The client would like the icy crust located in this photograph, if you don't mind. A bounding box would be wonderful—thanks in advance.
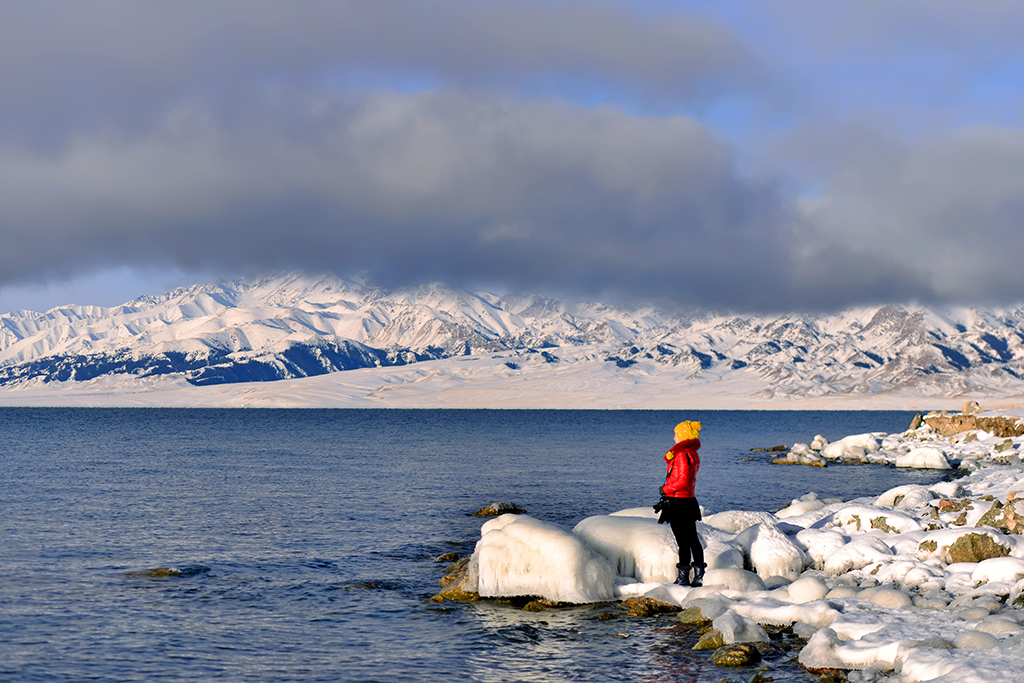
[462,421,1024,681]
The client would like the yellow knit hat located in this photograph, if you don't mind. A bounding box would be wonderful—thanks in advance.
[674,420,701,442]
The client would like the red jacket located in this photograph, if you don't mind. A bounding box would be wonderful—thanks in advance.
[663,438,700,498]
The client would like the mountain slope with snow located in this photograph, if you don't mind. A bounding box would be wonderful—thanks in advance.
[3,273,1024,408]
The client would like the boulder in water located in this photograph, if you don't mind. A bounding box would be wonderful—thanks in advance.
[470,502,527,516]
[711,643,762,666]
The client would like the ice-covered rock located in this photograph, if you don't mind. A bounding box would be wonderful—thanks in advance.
[822,433,882,460]
[875,484,936,508]
[799,627,902,671]
[573,514,678,583]
[702,510,778,534]
[916,528,1013,564]
[953,630,1001,650]
[896,447,952,469]
[747,522,809,579]
[972,557,1024,584]
[712,610,769,644]
[931,481,967,499]
[608,506,658,519]
[783,575,829,603]
[860,586,913,608]
[776,498,827,518]
[700,568,766,592]
[796,528,849,570]
[773,449,827,467]
[825,536,894,575]
[704,538,745,570]
[832,505,925,534]
[474,514,615,603]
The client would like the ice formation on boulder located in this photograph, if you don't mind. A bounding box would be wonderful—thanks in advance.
[473,514,615,603]
[572,514,679,583]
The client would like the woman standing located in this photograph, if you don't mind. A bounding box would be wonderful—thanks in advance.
[659,420,706,587]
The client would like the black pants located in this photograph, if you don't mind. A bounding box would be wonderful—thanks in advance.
[665,497,704,567]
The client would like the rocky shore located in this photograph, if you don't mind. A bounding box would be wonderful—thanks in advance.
[436,406,1024,682]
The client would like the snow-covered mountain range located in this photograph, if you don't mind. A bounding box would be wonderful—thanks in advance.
[3,272,1024,408]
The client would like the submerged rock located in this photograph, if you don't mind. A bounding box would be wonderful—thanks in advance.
[622,596,680,617]
[123,567,181,578]
[433,557,479,602]
[694,629,725,650]
[470,502,527,516]
[711,643,762,667]
[676,606,711,626]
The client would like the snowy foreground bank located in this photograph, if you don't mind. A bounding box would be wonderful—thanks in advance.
[444,414,1024,682]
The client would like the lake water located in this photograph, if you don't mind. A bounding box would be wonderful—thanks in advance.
[1,409,950,682]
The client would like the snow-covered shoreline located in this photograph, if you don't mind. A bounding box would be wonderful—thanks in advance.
[447,412,1024,682]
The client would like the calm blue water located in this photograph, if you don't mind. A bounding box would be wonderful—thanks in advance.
[1,409,947,682]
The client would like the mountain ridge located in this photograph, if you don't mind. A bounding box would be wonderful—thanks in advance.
[3,272,1024,407]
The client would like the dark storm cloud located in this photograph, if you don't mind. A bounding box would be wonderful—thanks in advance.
[0,0,761,147]
[0,91,810,310]
[3,0,1024,312]
[788,124,1024,307]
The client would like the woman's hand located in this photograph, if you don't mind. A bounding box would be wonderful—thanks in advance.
[659,485,665,496]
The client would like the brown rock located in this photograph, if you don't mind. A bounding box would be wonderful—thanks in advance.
[694,629,725,650]
[909,412,924,430]
[622,596,681,617]
[978,500,1007,531]
[470,502,527,516]
[1004,493,1024,534]
[711,643,762,666]
[994,439,1016,453]
[947,533,1011,563]
[434,557,480,602]
[924,413,1024,437]
[676,606,711,626]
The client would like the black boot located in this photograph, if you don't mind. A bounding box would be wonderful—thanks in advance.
[675,563,692,586]
[691,563,706,588]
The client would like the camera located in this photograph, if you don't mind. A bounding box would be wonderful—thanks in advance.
[652,495,670,513]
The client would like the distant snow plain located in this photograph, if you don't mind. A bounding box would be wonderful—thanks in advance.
[0,347,1017,410]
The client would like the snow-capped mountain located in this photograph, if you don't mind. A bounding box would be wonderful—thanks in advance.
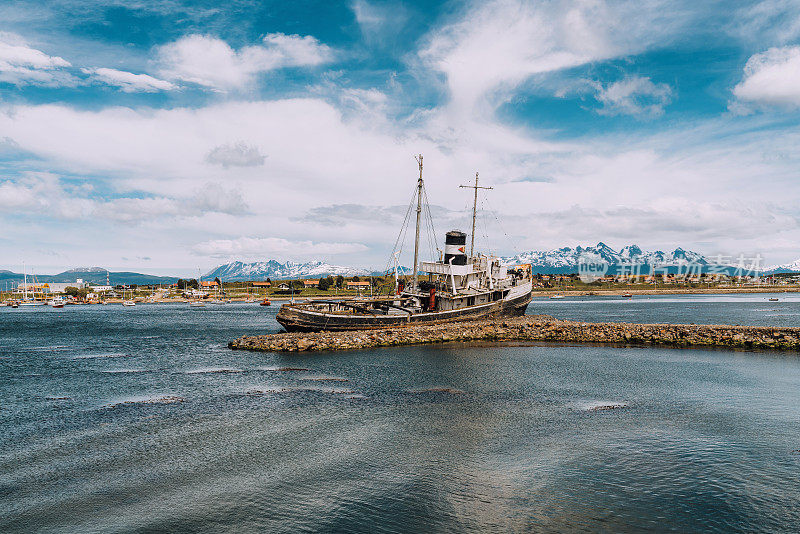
[204,260,370,281]
[203,243,787,281]
[764,258,800,274]
[500,242,714,274]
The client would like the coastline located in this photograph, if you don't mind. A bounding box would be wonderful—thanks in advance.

- **EXERCISE DIRECTIONS**
Output the line that contains "The client would like the brown" and every line after it to the end of the records, word for word, leaving out the pictures.

- **RESULT OF THE EXERCISE**
The client would like the brown rock located in this photograph, if you don't mind. A bounding box would be wonderful—thanks in advance.
[694,629,725,650]
[909,412,924,430]
[622,596,681,617]
[978,500,1007,531]
[470,502,527,516]
[1004,493,1024,534]
[711,643,762,666]
[994,439,1016,453]
[947,533,1011,563]
[434,557,480,602]
[924,413,1024,437]
[676,606,711,626]
The client would like the black boot located in this photograph, if you don't mind. A bounding box would be wonderful—thanks in advance.
[675,563,692,586]
[691,563,706,588]
The client would like the camera located in this photograph, if you don't mind. A bounding box would be wonderful—thanks in advance.
[652,495,670,513]
The client would like the distant snow plain located in this photograph, if you don't mind. A bounding box would be wonderful—thanks in advance.
[0,347,1017,410]
The client would like the snow-capped mountain located in this photograph, if you don't mind. A bounding box would be wonderful—thanks in advance.
[204,260,370,281]
[203,243,787,281]
[764,258,800,274]
[500,242,714,274]
The client would like the coastline located in this photograph, if you don't mind. A bounding box would be wonderful—thanks in advance.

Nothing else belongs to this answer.